Participação feminina em Olimpíadas Científicas

Olimpíadas de conhecimento são competições que acontecem em nível nacional e internacional, as quais objetivam medir e premiar o conhecimento de estudantes que cursam tanto o ensino fundamental quanto o ensino médio. Essas competições incentivam jovens a ingressarem em carreiras científicas, como também identificam talentos em diversas áreas do conhecimento: como história — por meio da Olimpíada Nacional em História do Brasil (ONHB); português — Olimpíada de Língua Portuguesa; matemática — Olimpíada Brasileira de Matemática das Escolas Públicas e Olimpíada Brasileira de Matemática, bem como a astronomia — Olimpíada Brasileira de Astronomia, e diversas outras áreas.

Não obstante a importância das olimpíadas científicas para a inserção dos jovens no mundo científico, a participação feminina nelas é ínfima, dado a existência de uma série de estereótipos, nas instituições de ensino e na sociedade, que atribuem às mulheres uma dificuldade inata nas áreas das ciências exatas, a qual justificaria a predominância masculina nessas competições e nos âmbitos de STEM,

Além disso, raros são os estímulos à participação feminina nessa área, segundo a UNESCO (Organização das Nações Unidas para a Educação, a Ciência e a Cultura), isso acontece porque logo na educação primária (época em que começam a surgir os primeiros interesses em STEM) há um acesso diferenciado às ciências em benefício dos meninos: “ Em muitos contextos, os estereótipos de papéis dos gêneros são reforçados nessa faixa etária. Descobriu-se que os docentes avaliam as habilidades matemáticas das meninas a uma taxa menor do que as dos meninos, mesmo quando ambos apresentam níveis de desempenho semelhante”.

O resultado dessa cultura arcaica que segrega mulheres do mundo científico e perpetua uma desigualdade de gênero, reflete-se não apenas nos dados sobre a participação e resultados femininos nas olimpíadas de conhecimento, como também na presença feminina nas áreas de STEM, áreas que, segundo a UNESCO, possuem 35% de mulheres, enquanto 65% são homens. No primeiro caso, quanto a participação nas olimpíadas, a Mostra Brasileira de Foguetes, realizada pela OBA, disponibilizou relatório no qual pode-se observar que, de 2009 a 2018, a participação feminina correspondeu a 48,1% no nível 1 e 46,4% no nível 4. Já na situação da Olimpíada Brasileira de Física, vislumbrou-se que das 91.152 meninas inscritas, somente 9.500 passaram para a segunda fase e unicamente 167 receberam premiações. Outro caso, o da Obmep 2018, em que apenas 30% dos medalhistas do ensino fundamental eram garotas, o número caiu para 20% quando se tratando de medalhistas na modalidade do ensino médio.

Figura 1- Premiados na Obmep em 2017.

Instrução dada =>
Copie de novo a parte do texto sobre a participação feminina em olimpíadas científicas que vai de "Olimpíadas de conhecimento são" até "diversas outras áreas.", incluindo os dois trechos, mas troque "estudantes" por "alunos".

Trechos de conjunto de dados de anotação de localização =>

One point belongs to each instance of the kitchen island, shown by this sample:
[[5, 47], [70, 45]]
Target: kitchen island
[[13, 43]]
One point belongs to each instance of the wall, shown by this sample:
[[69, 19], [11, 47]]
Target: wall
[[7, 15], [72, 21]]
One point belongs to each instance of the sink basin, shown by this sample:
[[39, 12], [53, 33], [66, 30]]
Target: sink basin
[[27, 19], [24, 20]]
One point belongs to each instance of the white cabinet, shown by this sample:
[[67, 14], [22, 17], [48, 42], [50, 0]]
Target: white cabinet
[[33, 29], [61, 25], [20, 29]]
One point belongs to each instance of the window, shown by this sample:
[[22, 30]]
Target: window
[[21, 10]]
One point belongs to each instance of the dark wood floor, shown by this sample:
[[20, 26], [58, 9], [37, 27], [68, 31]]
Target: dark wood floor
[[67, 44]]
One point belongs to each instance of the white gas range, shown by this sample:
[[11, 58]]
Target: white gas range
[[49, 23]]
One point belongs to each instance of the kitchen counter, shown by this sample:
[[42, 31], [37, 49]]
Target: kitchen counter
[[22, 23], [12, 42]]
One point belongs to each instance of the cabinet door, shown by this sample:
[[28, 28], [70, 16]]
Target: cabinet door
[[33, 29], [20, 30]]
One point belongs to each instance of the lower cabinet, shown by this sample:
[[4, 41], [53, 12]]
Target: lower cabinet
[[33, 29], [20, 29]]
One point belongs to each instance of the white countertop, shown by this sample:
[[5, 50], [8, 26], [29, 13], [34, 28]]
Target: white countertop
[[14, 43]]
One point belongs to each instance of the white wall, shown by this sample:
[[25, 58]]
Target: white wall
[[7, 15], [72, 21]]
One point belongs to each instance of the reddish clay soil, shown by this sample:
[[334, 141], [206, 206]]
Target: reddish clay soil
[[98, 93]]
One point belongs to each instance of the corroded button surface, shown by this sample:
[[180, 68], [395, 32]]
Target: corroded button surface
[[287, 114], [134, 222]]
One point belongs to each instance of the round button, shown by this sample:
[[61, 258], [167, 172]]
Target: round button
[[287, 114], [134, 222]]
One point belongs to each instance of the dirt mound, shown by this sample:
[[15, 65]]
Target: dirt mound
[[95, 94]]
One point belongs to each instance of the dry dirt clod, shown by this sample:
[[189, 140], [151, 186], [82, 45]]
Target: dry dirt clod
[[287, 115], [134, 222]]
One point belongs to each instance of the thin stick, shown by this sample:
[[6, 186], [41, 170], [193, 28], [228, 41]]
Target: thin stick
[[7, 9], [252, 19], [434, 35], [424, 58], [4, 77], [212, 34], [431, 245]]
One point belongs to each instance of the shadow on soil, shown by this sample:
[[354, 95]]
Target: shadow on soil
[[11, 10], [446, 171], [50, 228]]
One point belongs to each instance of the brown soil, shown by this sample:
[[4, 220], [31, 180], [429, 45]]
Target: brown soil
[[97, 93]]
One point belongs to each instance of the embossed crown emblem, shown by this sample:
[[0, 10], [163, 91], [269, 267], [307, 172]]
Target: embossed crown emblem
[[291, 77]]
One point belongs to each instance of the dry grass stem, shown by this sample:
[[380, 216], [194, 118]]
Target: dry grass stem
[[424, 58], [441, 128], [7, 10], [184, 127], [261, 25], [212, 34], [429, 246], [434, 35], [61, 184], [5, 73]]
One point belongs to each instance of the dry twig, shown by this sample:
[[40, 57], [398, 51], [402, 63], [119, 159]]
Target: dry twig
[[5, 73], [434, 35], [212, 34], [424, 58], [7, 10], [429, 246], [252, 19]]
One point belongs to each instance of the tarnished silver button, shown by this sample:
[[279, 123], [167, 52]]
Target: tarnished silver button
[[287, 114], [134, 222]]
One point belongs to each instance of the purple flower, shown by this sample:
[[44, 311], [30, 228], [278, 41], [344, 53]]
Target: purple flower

Resposta do exercício =>
Olimpíadas de conhecimento são competições que acontecem em nível nacional e internacional, as quais objetivam medir e premiar o conhecimento de alunos que cursam tanto o ensino fundamental quanto o ensino médio. Essas competições incentivam jovens a ingressarem em carreiras científicas, como também identificam talentos em diversas áreas do conhecimento: como história — por meio da Olimpíada Nacional em História do Brasil (ONHB); português — Olimpíada de Língua Portuguesa; matemática — Olimpíada Brasileira de Matemática das Escolas Públicas e Olimpíada Brasileira de Matemática, bem como a astronomia — Olimpíada Brasileira de Astronomia, e diversas outras áreas.